**Exercice écrit A**.
D'après l'entretien sur Olympe de Gouges, pourquoi Joëlle Fossier Auguste juge-t-elle sa pièce si pertinente aujourd'hui ? Répondez en une à trois phrases.
**Exercice écrit B**.
Répondez brièvement à ces questions sur l'entretien :
(i) Contre quoi Olympe de Gouges s'est-elle engagée ?
(ii) Combien de temps après Marie-Antoinette a-t-elle été envoyée à l'échafaud ?
(iii) Quel organisme a reconnu la pièce ?
**Exercice écrit C**.
Restituez à l'identique le passage de l'entretien qui commence par « Joëlle Fossier Auguste : Depuis » et se poursuit jusqu'à « envoyée à l’échafaud. ».

Comment est née l’envie d’écrire une pièce sur Olympe de Gouges ?
Joëlle Fossier Auguste : Depuis plusieurs années, j’écris des pièces qui mettent en lumière des figures féminines oubliées. Mon fil conducteur a toujours été le courage des femmes qui ont osé braver leur époque, défendre leurs convictions coûte que coûte, parfois jusqu’à la mort. Olympe de Gouges s’est d’emblée imposée.
Elle fut une pionnière : une femme libre, engagée contre l’esclavagisme, fervente défenseure de l’égalité des sexes. La Révolution de 1789 – qu’elle a soutenue avec ferveur – qui se voulait porteuse d’idées nouvelles, a complètement écarté les femmes de l’Histoire. Olympe a dénoncé cette injustice en rédigeant la Déclaration des droits de la femme et de la citoyenne, ce qui a signé notamment son arrêt de mort. Trois semaines après Marie-Antoinette, elle est envoyée à l’échafaud.

Mon texte ne cherche pas à régler des comptes avec les révolutionnaires, mais à rétablir certaines vérités. Il était essentiel de rappeler que les idéaux de liberté, d’égalité et de fraternité n’ont pas été accordés aux femmes.
Votre pièce a été reconnue par l’UNESCO. Qu’est-ce qui, selon vous, la rend si pertinente aujourd’hui ?
Joëlle Fossier Auguste : L’UNESCO valorise les œuvres qui portent des messages universels et Olympe de Gouges incarne parfaitement cette dimension. Les inégalités qu’elle dénonçait il y a plus de deux siècles persistent : les droits des femmes sont encore menacés dans de nombreux pays, et le patriarcat reste un combat de chaque instant.

**Données fournies**.
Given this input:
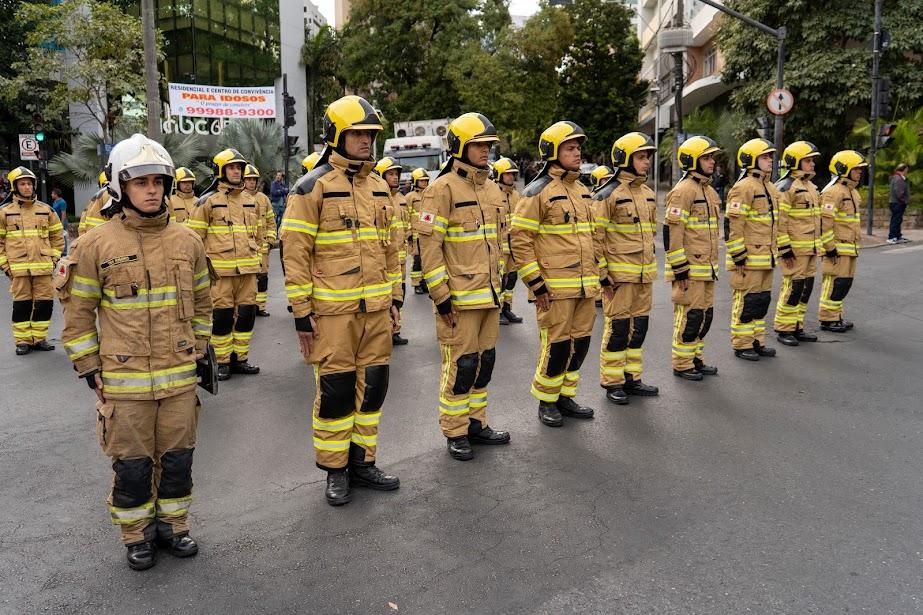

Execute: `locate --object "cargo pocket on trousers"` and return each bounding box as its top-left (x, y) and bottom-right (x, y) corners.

**Réponse attendue A**.
Selon Joëlle Fossier Auguste, les inégalités que dénonçait Olympe de Gouges il y a plus de deux siècles persistent. Les droits des femmes sont encore menacés dans de nombreux pays, et le patriarcat reste un combat de chaque instant.

**Réponse attendue B**.
(i) Contre l'esclavagisme.
(ii) Trois semaines.
(iii) L'UNESCO.

**Réponse attendue C**.
Joëlle Fossier Auguste : Depuis plusieurs années, j’écris des pièces qui mettent en lumière des figures féminines oubliées. Mon fil conducteur a toujours été le courage des femmes qui ont osé braver leur époque, défendre leurs convictions coûte que coûte, parfois jusqu’à la mort. Olympe de Gouges s’est d’emblée imposée.
Elle fut une pionnière : une femme libre, engagée contre l’esclavagisme, fervente défenseure de l’égalité des sexes. La Révolution de 1789 – qu’elle a soutenue avec ferveur – qui se voulait porteuse d’idées nouvelles, a complètement écarté les femmes de l’Histoire. Olympe a dénoncé cette injustice en rédigeant la Déclaration des droits de la femme et de la citoyenne, ce qui a signé notamment son arrêt de mort. Trois semaines après Marie-Antoinette, elle est envoyée à l’échafaud.